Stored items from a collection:
↓
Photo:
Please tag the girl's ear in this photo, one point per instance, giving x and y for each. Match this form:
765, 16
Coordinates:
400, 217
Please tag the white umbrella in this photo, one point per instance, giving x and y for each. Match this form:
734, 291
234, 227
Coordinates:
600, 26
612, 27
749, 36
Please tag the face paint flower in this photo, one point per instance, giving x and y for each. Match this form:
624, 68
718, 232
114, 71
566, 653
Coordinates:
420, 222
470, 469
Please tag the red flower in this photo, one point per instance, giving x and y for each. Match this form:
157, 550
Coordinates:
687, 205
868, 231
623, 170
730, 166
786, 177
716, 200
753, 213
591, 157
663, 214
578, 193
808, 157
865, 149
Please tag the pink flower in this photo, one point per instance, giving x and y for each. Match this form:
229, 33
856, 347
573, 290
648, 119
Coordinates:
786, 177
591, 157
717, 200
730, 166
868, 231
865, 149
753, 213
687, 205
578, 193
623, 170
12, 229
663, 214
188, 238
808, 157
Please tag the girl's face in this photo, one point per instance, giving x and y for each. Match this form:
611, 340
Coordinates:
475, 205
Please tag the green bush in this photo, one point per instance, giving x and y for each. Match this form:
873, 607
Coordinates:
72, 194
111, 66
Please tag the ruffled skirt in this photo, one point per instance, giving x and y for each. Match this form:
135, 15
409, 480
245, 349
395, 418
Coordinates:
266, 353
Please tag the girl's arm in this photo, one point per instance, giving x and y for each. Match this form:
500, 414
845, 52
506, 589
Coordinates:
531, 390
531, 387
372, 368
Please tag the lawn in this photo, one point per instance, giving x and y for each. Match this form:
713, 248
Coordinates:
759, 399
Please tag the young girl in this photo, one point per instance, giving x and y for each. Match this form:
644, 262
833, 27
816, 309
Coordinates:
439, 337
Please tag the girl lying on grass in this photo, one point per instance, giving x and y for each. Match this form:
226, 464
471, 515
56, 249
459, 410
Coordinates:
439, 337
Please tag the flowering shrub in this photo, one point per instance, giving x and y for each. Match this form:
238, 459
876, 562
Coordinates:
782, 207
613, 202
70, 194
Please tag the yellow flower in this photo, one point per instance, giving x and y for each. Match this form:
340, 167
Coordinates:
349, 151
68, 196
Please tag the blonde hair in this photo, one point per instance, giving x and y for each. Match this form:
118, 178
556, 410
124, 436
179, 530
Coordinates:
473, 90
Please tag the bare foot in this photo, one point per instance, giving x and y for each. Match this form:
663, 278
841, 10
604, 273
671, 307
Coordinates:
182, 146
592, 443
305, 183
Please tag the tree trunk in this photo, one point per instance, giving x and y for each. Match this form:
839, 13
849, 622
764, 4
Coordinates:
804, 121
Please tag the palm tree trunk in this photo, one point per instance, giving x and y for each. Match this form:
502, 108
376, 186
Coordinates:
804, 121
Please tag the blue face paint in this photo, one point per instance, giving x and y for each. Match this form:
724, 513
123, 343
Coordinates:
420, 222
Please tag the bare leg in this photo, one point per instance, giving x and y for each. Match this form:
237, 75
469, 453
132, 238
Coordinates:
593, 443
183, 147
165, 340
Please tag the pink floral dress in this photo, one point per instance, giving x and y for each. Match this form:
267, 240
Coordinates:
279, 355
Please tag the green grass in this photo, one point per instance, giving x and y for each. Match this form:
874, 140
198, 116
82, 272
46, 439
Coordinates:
↑
Repeat the data precisely, line by line.

Photo:
Please tag the girl's ear in this photo, one point per instance, giving x and y for each. Match this form:
765, 16
Coordinates:
400, 217
Please tag the white umbrella in this photo, one point per instance, giving x and y for each. Match this form:
734, 291
234, 227
Coordinates:
600, 26
612, 27
749, 36
Please tag the face paint flower in this photo, one point per instance, giving x and y for each. Match this form:
624, 68
718, 232
114, 71
566, 653
Coordinates:
420, 222
470, 469
Please tag the red flower in this photo, one point per instance, giving x and y for each. Match this form:
157, 550
Coordinates:
687, 205
868, 231
623, 170
730, 166
786, 177
716, 200
753, 213
591, 157
663, 214
578, 193
808, 157
865, 149
Please tag the pink flower in this photo, one point per instance, giving x and y for each. Match this form:
229, 33
856, 347
573, 290
648, 119
Coordinates:
786, 177
591, 157
717, 200
730, 166
868, 231
865, 149
753, 213
687, 205
578, 193
623, 170
12, 229
663, 214
188, 238
808, 157
Please tag the girl's face in this photo, one point per instance, giving x and y for each. Match this form:
611, 340
Coordinates:
475, 205
Please tag the green bush in this photo, one point per instance, giving x and y for each. Match this form:
873, 607
Coordinates:
72, 194
111, 66
Please tag the ruffled skirt in this photo, one point per instance, giving x and y for each. Match this form:
135, 15
409, 480
245, 349
395, 418
Coordinates:
266, 353
Please tag the girl's arm in this photo, one point per instance, giving x and y for each. Match this form:
500, 414
845, 52
506, 589
Coordinates:
531, 390
531, 387
372, 368
Please tag the lawn in this photo, one point per instance, giving x and y for each. Match this form:
713, 248
Coordinates:
759, 399
Please tag the young girl in this photo, one point per instance, giving x and y for each. Match this form:
644, 262
833, 27
816, 309
Coordinates:
439, 337
Please tag the girl lying on grass in this photo, one point per instance, giving x and y for each. Match this form:
226, 464
471, 515
56, 249
459, 410
Coordinates:
439, 337
Please tag the flowering shrub in this photo, one point per instance, giving x and y for each. Match this form:
238, 459
876, 562
Coordinates:
782, 207
613, 202
70, 194
Please tag the yellow flower in this photo, one point per instance, giving x and y for each. Match this form:
340, 167
Coordinates:
349, 151
68, 196
Please tag the blonde hair in this photo, one point per instance, giving x and y for each. Match this form:
118, 178
556, 410
124, 436
179, 530
Coordinates:
473, 90
Please tag the bare foot in this photo, one point per instance, giving x and y for each. Match this form:
663, 278
841, 10
604, 273
671, 307
Coordinates:
182, 146
592, 443
305, 183
Please tag the tree trunk in this photo, one point per instance, giving x and y for each. Match this form:
839, 13
849, 622
764, 4
Coordinates:
804, 121
Please tag the palm tree trunk in this photo, one point per instance, giving x and y for each. Match this form:
502, 108
376, 186
Coordinates:
804, 121
Please tag the blue face paint in this photo, one point per instance, giving x and y for each. Match this form:
724, 513
123, 343
Coordinates:
420, 222
Please tag the bare leg in this photo, one point per instance, giving x and y for each. Match this form:
237, 75
469, 453
132, 238
Coordinates:
593, 443
183, 147
165, 340
Please tag the pink floral dress in this photo, one point per instance, giving x and y for each. Match this form:
267, 240
Coordinates:
279, 355
Please tag the green grass in this photo, one point per instance, giving x and y for each. Match this form:
874, 140
198, 116
82, 272
46, 439
Coordinates:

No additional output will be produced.